__Request 1__.
Answer these questions using the forum thread on gutter drains:
(a) What kind and size of pipe does the first poster say they are using?
(b) Which company built the barn, and where is it based?
(c) What minimum fall per foot does one reply recommend?
__Request 2__. Repeat word for word the part of the forum thread on gutter drains that runs from "Yes one piece" up to and including "for you though.".

__Document text__.

Plumbing gutter drains ???

WARRIORWELDING

Owner opperator Of WarriorWelding LLC.
Joined
Jan 6, 2008
Location
Chillin, Hwy 64 Mocksville NC
Ok I plan on tying all three 4 inch drains off my building together. 40 by 40 so collecting 800 sq feet of run off.
I'm running the length of the building plus another 30 feet. This is a cross the extra pad I had built for exspansion when I hit the lottery.
Both runs will dump into separate catch basins for storage and animal watering.
I am using solid 4 inch.

Question....how much drop in so many feet?

I plan on three tees for clean outs. Put them mid way between down spouts? Or close to each?

Pic for reference to building.
6787.jpeg
 
I do close to each. In my experience most downspouts clog at the first elbow in the ground.

Those look to be smooth commercial gutter. Means pulling them apart to clean the first section of underground pipe will be labor intensive. Can probably bust up clog from clean out if it is close by though.

Nice building. Who built it.
 
I do close to each. In my experience most downspouts clog at the first elbow in the ground.

Those look to be smooth commercial gutter. Means pulling them apart to clean the first section of underground pipe will be labor intensive. Can probably bust up clog from clean out if it is close by though.

Nice building. Who built it.
Yes one piece commercial.
Its my commercial barn!!
Champion Buildings out of North Wilksboro.

Any idea of fall per feet???

Good news is very few tall trees near by. Bad news is none make any shade.
 
Not sure on fall per ft. I run gutters all the time into drains but a lanscape/other company always does all the piping. I can ask a few pros for you though.
 
Minimum 1/8" per foot. More better
 
Minimum 1/8" per foot. More better
That matches the 1 inch in 8 feet I read earlier.

Thinking that a trencher rental is a good idea.
 
Do you have a skid steer? We used one with a trenching attachment to run a new water line 3ft deep earlier this year's at my bil's house. Was the bees knees
 
Do you have a skid steer? We used one with a trenching attachment to run a new water line 3ft deep earlier this year's at my bil's house. Was the bees knees
Negative. FIL does but not going that route.

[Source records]
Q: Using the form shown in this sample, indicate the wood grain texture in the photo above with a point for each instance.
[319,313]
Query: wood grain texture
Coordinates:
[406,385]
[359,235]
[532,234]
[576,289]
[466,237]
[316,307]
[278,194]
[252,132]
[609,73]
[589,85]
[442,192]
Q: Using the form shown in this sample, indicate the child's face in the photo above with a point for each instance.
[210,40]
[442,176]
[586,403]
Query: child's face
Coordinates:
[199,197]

...

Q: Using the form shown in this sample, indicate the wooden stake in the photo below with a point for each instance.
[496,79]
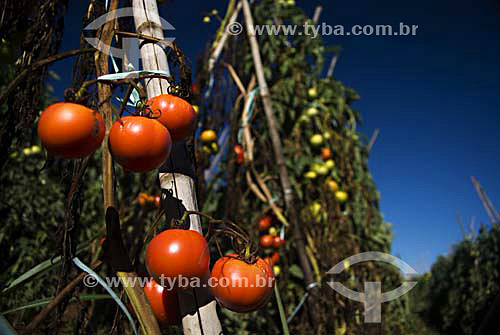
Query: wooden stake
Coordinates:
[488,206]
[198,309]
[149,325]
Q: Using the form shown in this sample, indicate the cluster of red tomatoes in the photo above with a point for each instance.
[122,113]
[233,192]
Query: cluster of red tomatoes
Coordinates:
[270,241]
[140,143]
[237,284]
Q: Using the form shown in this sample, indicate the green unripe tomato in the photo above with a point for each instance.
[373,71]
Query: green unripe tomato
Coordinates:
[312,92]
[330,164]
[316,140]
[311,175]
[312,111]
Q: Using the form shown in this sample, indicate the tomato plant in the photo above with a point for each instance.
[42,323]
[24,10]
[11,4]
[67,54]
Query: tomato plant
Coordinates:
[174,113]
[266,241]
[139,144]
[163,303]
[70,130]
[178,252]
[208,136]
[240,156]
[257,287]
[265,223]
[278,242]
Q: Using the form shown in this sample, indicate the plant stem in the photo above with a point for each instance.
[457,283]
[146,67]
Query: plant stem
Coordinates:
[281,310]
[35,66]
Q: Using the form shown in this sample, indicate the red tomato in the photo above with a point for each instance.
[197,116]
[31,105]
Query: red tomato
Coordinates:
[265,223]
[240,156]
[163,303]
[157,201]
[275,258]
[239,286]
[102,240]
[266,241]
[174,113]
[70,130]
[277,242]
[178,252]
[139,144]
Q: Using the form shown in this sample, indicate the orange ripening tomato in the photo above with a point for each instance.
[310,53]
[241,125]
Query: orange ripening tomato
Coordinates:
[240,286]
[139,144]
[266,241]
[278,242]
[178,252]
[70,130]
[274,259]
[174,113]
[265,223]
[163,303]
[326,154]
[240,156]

__Complete answer 1__.
(a) Solid 4 inch pipe.
(b) Champion Buildings, out of North Wilksboro.
(c) 1/8" per foot.

__Complete answer 2__.
Yes one piece commercial.
Its my commercial barn!!
Champion Buildings out of North Wilksboro.

Any idea of fall per feet???

Good news is very few tall trees near by. Bad news is none make any shade.
 
Not sure on fall per ft. I run gutters all the time into drains but a lanscape/other company always does all the piping. I can ask a few pros for you though.